* begin Working data *
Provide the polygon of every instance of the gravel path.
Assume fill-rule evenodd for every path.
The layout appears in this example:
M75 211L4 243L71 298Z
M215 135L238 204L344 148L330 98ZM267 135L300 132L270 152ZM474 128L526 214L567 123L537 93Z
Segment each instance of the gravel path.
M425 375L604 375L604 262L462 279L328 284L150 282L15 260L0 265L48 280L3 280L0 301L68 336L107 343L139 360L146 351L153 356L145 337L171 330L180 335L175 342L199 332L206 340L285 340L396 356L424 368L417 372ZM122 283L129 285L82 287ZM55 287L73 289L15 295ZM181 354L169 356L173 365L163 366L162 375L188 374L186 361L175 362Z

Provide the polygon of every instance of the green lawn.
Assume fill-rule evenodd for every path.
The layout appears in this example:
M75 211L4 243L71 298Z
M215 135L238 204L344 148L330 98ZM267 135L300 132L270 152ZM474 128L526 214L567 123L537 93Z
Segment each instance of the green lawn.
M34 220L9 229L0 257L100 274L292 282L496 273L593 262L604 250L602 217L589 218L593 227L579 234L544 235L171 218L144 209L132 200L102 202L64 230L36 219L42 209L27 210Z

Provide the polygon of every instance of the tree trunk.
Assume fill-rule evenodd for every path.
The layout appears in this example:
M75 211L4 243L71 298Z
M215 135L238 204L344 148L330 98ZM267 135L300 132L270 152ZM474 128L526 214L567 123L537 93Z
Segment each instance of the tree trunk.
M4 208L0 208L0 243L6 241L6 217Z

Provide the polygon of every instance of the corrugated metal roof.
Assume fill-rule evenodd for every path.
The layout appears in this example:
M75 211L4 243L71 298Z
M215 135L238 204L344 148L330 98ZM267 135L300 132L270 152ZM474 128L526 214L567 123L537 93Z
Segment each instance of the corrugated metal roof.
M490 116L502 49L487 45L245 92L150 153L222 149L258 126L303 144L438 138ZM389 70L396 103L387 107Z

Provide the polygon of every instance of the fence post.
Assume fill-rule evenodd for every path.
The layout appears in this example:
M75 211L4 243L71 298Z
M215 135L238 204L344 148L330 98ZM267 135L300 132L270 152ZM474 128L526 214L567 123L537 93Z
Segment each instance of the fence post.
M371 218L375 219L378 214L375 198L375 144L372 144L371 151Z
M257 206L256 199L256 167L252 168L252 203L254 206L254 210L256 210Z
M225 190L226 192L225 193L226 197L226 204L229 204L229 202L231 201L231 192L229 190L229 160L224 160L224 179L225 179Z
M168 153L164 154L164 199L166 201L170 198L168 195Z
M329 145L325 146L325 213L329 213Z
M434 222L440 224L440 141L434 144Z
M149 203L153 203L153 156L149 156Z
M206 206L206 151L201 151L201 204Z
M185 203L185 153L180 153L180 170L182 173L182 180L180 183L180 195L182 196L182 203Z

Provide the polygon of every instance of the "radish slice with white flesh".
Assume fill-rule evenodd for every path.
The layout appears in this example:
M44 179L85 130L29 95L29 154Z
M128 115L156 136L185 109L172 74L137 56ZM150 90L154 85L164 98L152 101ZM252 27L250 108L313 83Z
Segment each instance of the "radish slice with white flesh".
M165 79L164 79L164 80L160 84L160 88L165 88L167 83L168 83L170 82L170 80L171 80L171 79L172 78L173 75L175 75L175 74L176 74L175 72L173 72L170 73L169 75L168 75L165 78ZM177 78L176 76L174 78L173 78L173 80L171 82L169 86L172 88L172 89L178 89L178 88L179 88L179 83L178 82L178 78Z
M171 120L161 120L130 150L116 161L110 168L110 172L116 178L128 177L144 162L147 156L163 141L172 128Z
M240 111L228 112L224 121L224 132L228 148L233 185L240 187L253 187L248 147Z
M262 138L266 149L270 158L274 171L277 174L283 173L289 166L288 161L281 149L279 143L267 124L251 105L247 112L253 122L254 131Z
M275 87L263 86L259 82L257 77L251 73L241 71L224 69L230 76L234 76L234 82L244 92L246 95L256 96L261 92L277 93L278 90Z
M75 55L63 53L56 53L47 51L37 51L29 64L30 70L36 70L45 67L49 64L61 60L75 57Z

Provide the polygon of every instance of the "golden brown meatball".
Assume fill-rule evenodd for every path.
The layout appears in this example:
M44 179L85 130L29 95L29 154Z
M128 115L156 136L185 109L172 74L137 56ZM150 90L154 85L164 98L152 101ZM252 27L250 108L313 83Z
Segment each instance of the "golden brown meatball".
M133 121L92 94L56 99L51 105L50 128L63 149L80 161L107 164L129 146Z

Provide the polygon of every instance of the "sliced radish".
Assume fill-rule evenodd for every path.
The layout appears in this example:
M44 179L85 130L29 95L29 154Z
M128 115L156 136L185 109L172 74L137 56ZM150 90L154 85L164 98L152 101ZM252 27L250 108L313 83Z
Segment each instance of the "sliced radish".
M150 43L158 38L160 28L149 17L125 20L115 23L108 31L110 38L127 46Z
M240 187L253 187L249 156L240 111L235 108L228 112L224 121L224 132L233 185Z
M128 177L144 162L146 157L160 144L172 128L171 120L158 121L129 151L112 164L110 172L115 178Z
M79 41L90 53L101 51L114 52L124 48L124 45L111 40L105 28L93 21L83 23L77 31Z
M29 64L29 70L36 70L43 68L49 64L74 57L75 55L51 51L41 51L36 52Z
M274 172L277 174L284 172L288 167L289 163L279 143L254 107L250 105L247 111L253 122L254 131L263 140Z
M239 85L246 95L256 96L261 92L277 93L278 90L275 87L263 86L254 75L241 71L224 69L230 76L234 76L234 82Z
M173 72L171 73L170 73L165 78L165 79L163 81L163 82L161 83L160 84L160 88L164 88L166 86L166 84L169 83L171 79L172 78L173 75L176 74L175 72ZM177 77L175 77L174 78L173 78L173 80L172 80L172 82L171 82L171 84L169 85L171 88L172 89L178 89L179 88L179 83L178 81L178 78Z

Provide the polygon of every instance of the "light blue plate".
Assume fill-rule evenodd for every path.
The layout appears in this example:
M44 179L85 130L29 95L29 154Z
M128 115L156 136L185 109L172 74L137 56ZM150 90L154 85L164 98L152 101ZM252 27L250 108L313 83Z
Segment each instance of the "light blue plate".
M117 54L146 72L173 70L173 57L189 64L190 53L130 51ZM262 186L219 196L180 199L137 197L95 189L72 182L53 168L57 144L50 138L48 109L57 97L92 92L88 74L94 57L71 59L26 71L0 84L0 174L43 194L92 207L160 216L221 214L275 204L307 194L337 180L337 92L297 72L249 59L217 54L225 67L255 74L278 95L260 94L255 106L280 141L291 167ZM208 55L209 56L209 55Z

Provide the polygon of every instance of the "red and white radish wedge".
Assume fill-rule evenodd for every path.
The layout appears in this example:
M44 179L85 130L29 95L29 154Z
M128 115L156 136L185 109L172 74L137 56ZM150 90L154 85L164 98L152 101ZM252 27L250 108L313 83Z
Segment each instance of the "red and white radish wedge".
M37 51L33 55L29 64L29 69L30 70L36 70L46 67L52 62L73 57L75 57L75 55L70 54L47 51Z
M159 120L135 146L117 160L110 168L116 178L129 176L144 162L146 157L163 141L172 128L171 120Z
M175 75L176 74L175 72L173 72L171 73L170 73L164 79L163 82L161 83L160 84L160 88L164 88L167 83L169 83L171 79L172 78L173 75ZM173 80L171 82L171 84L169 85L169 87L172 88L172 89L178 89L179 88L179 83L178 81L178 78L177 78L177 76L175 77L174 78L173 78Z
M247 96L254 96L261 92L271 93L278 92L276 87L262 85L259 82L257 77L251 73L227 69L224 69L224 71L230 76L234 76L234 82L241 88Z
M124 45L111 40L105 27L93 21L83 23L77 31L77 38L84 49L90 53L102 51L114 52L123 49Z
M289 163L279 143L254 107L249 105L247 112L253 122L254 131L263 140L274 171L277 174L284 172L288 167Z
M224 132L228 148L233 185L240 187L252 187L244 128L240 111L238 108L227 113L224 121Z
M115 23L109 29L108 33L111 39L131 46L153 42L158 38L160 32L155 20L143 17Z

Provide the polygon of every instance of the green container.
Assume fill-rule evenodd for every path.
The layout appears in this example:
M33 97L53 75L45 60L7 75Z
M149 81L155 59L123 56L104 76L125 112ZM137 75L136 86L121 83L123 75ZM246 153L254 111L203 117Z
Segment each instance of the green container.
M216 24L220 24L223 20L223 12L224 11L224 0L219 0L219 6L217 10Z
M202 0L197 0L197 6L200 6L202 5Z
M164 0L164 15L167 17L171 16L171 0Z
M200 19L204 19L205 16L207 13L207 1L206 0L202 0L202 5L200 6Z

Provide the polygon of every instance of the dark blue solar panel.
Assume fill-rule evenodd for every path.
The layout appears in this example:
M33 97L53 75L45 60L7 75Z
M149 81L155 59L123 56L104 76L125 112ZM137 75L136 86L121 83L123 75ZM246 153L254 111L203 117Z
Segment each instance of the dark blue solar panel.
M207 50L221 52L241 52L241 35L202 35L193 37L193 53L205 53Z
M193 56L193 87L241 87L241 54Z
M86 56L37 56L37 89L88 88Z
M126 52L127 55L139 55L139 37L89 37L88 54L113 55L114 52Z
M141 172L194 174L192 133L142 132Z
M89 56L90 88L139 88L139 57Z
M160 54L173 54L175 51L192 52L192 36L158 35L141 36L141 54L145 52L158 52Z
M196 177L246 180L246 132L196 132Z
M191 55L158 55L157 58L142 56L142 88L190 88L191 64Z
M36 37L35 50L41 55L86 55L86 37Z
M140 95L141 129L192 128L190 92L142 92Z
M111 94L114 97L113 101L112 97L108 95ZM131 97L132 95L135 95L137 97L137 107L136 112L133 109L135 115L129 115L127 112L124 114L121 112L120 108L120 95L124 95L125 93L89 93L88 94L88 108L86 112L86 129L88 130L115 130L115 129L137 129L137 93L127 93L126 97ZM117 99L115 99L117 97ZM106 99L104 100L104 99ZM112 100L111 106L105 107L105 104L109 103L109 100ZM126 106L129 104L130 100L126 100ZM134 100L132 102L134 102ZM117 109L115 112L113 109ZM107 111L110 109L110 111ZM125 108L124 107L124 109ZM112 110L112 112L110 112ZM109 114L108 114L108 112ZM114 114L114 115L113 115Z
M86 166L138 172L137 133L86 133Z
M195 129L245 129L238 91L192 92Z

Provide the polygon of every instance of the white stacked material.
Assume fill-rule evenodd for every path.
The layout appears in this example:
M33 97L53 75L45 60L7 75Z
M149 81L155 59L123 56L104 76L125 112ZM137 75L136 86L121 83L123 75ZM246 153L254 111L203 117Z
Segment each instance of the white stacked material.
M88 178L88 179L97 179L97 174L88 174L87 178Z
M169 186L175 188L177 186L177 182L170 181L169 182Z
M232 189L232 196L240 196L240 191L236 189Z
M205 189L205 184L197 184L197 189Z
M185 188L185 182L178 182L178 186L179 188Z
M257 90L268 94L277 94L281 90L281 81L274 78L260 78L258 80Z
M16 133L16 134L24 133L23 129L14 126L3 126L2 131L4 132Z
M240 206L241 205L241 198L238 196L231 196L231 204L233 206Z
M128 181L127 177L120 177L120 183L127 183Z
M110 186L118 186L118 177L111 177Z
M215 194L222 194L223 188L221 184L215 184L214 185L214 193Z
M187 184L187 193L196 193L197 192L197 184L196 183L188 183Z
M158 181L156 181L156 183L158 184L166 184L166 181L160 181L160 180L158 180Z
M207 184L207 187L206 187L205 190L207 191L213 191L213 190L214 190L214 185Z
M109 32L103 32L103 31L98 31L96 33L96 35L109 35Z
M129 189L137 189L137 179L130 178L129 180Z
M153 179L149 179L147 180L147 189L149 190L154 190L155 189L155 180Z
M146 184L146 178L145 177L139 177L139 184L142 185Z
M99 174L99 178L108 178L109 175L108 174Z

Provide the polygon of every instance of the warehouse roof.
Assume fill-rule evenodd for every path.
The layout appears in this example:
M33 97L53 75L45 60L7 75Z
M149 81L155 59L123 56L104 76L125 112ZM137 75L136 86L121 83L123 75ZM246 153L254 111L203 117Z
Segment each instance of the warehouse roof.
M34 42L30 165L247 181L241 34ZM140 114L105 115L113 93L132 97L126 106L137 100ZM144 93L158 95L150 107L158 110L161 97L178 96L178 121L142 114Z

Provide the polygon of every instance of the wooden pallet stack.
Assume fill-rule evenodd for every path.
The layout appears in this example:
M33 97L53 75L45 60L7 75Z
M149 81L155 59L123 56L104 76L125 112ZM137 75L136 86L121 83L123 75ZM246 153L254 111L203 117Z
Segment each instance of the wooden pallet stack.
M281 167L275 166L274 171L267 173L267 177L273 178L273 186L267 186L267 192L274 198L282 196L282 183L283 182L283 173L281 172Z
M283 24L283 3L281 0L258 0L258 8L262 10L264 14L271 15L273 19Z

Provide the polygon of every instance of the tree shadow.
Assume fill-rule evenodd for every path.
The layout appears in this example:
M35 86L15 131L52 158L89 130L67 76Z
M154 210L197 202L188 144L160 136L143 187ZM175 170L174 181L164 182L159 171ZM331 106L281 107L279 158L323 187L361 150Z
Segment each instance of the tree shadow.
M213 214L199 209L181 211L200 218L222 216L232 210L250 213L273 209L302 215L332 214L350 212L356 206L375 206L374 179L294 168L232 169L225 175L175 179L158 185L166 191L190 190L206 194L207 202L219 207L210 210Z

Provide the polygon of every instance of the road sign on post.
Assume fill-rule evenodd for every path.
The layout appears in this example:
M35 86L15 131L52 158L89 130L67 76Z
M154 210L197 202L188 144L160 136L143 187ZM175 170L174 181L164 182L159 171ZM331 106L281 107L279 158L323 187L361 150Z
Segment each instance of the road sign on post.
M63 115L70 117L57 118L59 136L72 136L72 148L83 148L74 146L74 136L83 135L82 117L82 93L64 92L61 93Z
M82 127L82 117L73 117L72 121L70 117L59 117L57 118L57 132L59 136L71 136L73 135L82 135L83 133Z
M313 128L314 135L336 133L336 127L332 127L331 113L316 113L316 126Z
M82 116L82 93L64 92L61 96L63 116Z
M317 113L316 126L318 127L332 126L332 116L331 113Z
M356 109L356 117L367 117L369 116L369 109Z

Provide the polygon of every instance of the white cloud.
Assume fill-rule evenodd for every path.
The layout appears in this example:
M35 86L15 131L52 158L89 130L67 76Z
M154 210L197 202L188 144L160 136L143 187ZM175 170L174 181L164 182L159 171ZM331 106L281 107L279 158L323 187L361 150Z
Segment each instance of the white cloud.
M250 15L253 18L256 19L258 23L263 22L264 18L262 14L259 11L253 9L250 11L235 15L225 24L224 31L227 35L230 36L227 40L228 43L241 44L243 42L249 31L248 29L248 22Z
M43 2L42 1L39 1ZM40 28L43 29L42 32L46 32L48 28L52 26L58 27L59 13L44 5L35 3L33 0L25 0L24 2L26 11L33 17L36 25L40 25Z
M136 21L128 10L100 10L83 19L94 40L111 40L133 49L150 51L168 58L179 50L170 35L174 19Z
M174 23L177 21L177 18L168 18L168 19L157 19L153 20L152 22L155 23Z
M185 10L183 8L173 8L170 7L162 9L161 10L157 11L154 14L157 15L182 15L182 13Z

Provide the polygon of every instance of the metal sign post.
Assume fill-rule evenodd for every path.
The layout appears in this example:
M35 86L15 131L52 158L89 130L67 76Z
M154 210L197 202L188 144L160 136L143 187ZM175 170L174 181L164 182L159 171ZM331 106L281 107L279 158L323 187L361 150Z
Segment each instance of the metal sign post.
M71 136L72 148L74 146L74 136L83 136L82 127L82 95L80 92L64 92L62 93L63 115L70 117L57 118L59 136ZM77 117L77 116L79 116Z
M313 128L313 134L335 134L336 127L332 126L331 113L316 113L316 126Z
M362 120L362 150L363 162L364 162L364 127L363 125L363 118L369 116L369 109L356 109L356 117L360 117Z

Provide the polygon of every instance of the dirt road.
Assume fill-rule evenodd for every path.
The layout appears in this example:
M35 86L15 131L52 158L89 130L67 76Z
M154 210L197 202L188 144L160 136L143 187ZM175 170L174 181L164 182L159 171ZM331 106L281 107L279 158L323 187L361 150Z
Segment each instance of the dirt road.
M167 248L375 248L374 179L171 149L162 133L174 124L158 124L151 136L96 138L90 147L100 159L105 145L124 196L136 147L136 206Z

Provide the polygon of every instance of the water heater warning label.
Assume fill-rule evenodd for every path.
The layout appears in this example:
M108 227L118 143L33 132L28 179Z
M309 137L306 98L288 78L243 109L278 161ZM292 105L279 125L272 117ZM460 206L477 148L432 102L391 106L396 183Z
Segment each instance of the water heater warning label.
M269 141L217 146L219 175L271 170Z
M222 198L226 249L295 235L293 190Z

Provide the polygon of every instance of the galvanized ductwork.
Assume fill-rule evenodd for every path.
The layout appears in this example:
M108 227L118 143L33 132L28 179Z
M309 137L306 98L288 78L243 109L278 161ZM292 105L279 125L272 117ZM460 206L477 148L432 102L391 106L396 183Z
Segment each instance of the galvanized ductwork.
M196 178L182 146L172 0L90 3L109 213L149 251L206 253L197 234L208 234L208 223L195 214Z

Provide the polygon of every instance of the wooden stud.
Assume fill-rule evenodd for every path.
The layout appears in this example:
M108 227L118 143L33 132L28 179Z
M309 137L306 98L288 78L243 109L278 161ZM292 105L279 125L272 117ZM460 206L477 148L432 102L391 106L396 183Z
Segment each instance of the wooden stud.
* end Working data *
*Written request*.
Starting at the line that contains "Provide the polygon of every instance of the road" and stopping after the line that contains "M356 109L356 117L367 117L369 116L369 109Z", reproduce those lines with "road sign on post" changed to "traffic sign on pole" and everything else left intact.

*Answer to the task*.
Provide the polygon of every instance of the traffic sign on pole.
Assume fill-rule evenodd for every path.
The layout appears in this example:
M35 86L15 131L52 158L89 130L67 76Z
M154 210L197 202L188 144L160 136L143 187ZM175 170L174 181L164 182L159 171ZM331 106L281 107L279 158L323 187L361 150Z
Segment each instance of the traffic sign on pole.
M63 115L70 117L57 118L59 136L72 136L72 148L83 148L74 146L74 136L83 135L82 117L82 93L64 92L61 93Z
M82 127L82 117L73 117L72 121L70 117L59 117L57 118L57 132L59 136L71 136L73 135L82 135L83 133Z
M313 128L314 135L336 133L336 127L332 127L331 113L316 113L316 126Z
M82 116L82 93L64 92L61 96L63 116Z
M317 113L316 126L318 127L332 126L332 116L331 113Z
M356 109L356 117L367 117L369 116L369 109Z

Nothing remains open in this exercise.